# Page text
I had a look at it and not sure if it really makes sense.

In btl_vader_{put,get}.c it would be easy to check for the user
namespace ID of the other process, but the function would then just
return OPAL_ERROR a bit earlier instead of as a result of
process_vm_{read,write}v(). Nothing would really change.

A better place for the check would be mca_btl_vader_check_single_copy()
but I do not know if at this point the PID of the other processes is
already known. Not sure if I can check for the user namespace ID of the
other processes.

Any recommendations how to do this?

                Adrian

On Sun, Jul 21, 2019 at 03:08:01PM -0400, Nathan Hjelm wrote:
> Patches are always welcome. What would be great is a nice big warning that 
> CMA support is disabled because the processes are on different namespaces. 
> Ideally all MPI processes should be on the same namespace to ensure the best 
> performance. 
> 
> -Nathan
> 
> > On Jul 21, 2019, at 2:53 PM, Adrian Reber via users 
> > <users@lists.open-mpi.org> wrote:
> > 
> > For completeness I am mentioning my results also here.
> > 
> > To be able to mount file systems in the container it can only work if
> > user namespaces are used and even if the user IDs are all the same (in
> > each container and on the host), to be able to ptrace the kernel also
> > checks if the processes are in the same user namespace (in addition to
> > being owned by the same user). This check - same user namespace - fails
> > and so process_vm_readv() and process_vm_writev() will also fail.
> > 
> > So Open MPI's checks are currently not enough to detect if 'cma' can be
> > used. Checking for the same user namespace would also be necessary.
> > 
> > Is this a use case important enough to accept a patch for it?
> > 
> >        Adrian
> > 
> >> On Fri, Jul 12, 2019 at 03:42:15PM +0200, Adrian Reber via users wrote:
> >> Gilles,
> >> 
> >> thanks again. Adding '--mca btl_vader_single_copy_mechanism none' helps
> >> indeed.
> >> 
> >> The default seems to be 'cma' and that seems to use process_vm_readv()
> >> and process_vm_writev(). That seems to require CAP_SYS_PTRACE, but
> >> telling Podman to give the process CAP_SYS_PTRACE with 
> >> '--cap-add=SYS_PTRACE'
> >> does not seem to be enough. Not sure yet if this related to the fact
> >> that Podman is running rootless. I will continue to investigate, but now
> >> I know where to look. Thanks!

# Items

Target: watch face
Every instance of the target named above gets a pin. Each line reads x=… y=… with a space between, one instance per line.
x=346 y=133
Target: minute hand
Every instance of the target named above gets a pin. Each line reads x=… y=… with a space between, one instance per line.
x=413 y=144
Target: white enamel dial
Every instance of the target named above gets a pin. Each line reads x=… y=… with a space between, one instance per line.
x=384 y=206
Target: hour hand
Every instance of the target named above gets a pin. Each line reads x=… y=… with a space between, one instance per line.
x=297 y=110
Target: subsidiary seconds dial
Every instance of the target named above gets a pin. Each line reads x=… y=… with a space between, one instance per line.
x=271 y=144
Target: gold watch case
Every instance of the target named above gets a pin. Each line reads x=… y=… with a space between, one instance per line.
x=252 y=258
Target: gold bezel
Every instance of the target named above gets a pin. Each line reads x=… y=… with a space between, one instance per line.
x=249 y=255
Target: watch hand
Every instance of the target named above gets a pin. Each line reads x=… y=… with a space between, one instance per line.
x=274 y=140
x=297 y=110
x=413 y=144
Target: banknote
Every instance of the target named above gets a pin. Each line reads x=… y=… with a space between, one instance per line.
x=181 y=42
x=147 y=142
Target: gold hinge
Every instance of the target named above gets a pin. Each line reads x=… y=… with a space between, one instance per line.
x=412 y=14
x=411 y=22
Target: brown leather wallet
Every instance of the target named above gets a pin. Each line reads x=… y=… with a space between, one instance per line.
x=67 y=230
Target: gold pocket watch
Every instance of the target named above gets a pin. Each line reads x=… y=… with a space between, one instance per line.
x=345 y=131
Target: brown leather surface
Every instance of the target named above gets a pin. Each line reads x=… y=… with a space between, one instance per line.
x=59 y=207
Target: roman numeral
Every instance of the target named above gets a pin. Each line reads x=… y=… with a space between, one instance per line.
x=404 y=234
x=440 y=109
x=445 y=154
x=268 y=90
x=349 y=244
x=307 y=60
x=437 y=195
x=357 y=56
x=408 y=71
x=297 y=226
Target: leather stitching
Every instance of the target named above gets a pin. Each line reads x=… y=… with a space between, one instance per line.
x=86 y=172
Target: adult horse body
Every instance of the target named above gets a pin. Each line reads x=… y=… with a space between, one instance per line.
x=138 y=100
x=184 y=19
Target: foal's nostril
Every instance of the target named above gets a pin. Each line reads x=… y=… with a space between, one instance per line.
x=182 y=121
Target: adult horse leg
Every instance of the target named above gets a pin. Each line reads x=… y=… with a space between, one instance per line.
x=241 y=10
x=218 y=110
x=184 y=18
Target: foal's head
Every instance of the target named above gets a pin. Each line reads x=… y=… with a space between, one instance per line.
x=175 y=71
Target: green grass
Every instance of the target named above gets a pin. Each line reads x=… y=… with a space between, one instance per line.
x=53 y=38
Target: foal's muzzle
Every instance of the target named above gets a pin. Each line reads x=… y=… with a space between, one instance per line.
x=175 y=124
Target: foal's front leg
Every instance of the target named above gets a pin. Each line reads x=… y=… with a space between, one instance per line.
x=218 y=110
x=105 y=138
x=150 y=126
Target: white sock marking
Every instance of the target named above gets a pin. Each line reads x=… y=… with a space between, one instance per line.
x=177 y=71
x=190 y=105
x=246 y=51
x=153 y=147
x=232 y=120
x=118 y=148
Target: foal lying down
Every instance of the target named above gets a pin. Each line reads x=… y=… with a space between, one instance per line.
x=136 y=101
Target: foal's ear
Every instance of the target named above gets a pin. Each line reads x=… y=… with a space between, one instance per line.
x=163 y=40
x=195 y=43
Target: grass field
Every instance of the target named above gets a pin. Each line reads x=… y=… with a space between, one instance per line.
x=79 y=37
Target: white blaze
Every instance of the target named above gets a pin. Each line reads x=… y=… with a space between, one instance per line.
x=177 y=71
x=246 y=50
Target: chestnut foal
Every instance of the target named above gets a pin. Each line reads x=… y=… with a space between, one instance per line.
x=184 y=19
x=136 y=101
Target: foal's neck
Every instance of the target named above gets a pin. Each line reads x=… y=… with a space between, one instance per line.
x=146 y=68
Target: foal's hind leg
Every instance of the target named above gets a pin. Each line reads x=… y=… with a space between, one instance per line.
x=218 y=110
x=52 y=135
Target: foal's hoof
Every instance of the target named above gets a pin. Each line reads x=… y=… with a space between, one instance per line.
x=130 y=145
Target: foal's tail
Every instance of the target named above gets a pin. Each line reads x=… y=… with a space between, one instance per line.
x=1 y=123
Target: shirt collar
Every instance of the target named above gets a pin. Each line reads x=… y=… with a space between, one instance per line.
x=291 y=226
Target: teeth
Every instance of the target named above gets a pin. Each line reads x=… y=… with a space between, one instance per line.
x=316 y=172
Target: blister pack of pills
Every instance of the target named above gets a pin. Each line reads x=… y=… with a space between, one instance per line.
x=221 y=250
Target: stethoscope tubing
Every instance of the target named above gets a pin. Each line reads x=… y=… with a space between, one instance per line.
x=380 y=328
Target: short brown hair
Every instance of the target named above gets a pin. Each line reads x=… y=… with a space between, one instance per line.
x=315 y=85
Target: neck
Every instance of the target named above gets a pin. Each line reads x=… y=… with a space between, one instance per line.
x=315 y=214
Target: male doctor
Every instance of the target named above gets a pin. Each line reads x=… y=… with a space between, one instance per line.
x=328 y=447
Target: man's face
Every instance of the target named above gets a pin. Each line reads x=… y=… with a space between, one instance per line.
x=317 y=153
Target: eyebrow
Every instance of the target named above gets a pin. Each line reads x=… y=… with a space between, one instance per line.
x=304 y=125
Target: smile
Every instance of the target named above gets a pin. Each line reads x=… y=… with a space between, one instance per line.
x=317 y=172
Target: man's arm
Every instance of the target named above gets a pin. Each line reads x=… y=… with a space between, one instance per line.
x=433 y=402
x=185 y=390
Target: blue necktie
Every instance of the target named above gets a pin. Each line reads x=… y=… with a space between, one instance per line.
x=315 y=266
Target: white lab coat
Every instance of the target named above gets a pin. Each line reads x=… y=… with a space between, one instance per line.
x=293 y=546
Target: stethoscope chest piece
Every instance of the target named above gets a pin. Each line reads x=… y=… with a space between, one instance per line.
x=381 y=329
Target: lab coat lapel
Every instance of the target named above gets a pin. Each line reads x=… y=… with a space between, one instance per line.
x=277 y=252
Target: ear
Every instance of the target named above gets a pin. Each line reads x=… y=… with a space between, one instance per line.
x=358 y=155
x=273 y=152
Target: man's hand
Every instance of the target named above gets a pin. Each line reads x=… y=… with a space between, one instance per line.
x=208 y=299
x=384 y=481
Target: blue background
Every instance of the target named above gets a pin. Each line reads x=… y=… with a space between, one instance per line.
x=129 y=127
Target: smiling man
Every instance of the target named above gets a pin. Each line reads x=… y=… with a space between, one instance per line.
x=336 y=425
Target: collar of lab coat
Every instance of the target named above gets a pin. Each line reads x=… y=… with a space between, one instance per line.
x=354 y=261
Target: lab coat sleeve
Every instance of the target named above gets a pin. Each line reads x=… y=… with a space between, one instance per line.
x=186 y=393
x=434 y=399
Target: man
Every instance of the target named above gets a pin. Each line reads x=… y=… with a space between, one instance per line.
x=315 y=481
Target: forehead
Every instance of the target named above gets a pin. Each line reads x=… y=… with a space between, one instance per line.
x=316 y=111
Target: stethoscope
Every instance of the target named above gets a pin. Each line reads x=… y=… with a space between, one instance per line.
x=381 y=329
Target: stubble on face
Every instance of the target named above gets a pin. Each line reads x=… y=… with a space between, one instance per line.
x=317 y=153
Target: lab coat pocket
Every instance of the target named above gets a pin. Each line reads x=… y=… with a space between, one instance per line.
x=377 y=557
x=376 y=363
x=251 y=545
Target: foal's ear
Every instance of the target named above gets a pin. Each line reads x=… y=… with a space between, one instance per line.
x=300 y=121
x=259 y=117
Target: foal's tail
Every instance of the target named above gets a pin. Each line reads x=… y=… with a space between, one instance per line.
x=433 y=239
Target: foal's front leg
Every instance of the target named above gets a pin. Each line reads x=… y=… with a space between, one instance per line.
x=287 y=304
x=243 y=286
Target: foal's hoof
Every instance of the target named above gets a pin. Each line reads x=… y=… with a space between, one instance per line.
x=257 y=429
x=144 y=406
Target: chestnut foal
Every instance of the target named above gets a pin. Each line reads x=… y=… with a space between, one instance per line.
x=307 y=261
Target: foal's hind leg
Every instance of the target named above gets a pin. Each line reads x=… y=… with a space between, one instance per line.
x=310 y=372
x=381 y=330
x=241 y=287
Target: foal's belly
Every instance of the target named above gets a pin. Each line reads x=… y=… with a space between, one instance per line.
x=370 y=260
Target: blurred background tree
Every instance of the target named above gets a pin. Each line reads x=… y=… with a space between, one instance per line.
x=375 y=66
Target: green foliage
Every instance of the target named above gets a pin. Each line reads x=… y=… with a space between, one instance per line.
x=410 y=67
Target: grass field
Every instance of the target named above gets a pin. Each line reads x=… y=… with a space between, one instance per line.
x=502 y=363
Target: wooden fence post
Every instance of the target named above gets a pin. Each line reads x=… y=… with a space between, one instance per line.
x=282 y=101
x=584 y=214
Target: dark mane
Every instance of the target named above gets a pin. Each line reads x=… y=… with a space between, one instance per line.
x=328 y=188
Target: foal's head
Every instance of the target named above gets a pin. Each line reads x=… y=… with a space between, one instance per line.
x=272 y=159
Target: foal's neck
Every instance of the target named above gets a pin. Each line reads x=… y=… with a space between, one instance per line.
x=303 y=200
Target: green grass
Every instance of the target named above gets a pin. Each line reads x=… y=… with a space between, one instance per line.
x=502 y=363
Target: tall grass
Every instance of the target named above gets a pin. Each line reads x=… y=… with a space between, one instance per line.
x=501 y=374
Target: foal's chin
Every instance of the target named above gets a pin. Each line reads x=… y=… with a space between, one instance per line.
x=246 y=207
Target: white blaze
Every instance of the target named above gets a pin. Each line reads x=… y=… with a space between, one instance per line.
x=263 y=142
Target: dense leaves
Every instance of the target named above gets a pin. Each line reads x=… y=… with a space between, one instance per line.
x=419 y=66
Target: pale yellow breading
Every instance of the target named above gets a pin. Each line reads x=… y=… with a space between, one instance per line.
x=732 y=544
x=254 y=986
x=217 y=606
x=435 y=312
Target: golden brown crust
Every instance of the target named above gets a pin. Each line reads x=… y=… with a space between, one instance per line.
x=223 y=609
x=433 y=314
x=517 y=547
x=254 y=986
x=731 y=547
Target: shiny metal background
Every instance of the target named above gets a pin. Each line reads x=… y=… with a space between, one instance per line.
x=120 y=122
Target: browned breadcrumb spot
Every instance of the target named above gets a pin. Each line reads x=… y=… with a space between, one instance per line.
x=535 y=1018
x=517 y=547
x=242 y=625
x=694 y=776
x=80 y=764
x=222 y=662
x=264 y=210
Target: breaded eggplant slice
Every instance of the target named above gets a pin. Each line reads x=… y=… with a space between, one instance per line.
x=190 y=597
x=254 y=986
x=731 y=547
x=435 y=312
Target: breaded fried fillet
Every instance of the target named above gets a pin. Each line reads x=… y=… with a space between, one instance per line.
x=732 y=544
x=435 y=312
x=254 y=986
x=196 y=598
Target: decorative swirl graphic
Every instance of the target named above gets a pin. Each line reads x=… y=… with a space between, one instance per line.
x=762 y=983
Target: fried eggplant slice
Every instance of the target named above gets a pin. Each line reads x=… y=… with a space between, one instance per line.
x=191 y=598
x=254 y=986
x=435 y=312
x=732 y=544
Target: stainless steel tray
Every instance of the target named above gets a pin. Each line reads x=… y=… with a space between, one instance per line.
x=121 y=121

# Task list
A - According to the thread, why do process_vm_readv() and process_vm_writev() fail even when the user IDs match in each container and on the host? Answer in one to three sentences.
B - Rewrite everything in the records from the line containing "Target: adult horse body" down to the line containing "x=182 y=121" as a Markdown table with the columns Row and Line, one numbered row per line, leaving out blank lines.

# Solution set
A - Mounting file systems in the container requires user namespaces. For ptrace, the kernel checks that the processes are owned by the same user and also that they are in the same user namespace. That same-namespace check fails, so process_vm_readv() and process_vm_writev() fail too.

B -
| Row | Line |
|---|---|
| 1 | Target: adult horse body |
| 2 | Every instance of the target named above gets a pin. Each line reads x=… y=… with a space between, one instance per line. |
| 3 | x=138 y=100 |
| 4 | x=184 y=19 |
| 5 | Target: foal's nostril |
| 6 | Every instance of the target named above gets a pin. Each line reads x=… y=… with a space between, one instance per line. |
| 7 | x=182 y=121 |